EXERCISE :: Count the lines below that contain the string "slate", treating uppercase and lowercase letters as different, and give only the number.

LISTING ::

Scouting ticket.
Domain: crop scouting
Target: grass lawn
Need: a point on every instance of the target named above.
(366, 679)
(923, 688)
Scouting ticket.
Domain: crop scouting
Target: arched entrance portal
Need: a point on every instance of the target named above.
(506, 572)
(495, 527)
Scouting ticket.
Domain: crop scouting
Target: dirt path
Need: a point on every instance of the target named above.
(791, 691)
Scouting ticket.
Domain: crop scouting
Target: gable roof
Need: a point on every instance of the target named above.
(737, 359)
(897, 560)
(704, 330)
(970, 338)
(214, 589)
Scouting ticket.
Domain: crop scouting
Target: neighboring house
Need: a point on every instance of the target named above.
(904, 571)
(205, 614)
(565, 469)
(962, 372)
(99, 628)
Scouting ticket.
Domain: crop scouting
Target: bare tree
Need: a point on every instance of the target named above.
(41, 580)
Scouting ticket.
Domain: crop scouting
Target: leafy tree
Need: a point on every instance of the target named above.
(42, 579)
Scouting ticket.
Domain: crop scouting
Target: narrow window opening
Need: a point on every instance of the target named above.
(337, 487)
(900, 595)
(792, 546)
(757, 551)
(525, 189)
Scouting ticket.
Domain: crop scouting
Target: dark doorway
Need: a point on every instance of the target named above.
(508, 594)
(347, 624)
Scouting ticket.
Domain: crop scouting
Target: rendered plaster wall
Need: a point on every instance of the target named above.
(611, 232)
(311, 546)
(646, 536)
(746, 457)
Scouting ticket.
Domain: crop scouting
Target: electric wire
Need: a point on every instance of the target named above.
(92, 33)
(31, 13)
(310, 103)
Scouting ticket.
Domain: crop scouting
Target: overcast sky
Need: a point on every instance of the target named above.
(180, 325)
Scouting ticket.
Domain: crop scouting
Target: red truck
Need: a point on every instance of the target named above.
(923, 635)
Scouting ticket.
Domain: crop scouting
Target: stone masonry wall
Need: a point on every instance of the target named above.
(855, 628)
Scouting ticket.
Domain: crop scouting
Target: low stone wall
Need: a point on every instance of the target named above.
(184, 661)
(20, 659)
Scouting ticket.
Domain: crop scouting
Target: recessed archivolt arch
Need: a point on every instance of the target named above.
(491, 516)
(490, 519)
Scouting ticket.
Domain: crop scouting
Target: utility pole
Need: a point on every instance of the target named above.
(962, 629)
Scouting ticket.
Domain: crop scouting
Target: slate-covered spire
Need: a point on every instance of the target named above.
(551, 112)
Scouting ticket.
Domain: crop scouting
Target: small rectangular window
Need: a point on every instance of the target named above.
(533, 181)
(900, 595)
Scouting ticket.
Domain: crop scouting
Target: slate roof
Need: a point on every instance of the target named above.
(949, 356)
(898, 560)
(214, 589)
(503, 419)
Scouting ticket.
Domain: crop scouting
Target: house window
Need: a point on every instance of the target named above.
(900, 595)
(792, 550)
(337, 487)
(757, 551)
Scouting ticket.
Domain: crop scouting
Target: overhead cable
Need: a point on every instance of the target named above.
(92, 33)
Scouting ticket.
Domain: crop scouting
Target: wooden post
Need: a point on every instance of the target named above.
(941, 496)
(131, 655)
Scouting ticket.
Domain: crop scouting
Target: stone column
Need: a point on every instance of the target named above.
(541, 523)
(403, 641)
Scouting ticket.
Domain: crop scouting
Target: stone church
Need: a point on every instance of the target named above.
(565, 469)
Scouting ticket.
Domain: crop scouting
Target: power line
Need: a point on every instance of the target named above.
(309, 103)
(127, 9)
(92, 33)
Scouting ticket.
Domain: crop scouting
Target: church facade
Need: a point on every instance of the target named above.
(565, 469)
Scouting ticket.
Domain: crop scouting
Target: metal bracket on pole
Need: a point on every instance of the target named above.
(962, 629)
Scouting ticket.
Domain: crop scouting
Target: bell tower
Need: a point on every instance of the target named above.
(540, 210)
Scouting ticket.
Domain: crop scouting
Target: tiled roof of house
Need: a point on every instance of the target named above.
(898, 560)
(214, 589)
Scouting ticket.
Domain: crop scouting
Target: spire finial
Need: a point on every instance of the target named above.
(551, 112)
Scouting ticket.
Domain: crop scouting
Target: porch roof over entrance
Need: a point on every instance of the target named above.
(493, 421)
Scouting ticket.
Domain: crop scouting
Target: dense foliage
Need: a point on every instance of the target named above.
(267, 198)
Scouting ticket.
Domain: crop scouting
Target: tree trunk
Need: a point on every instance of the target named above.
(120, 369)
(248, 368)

RESPONSE :: 2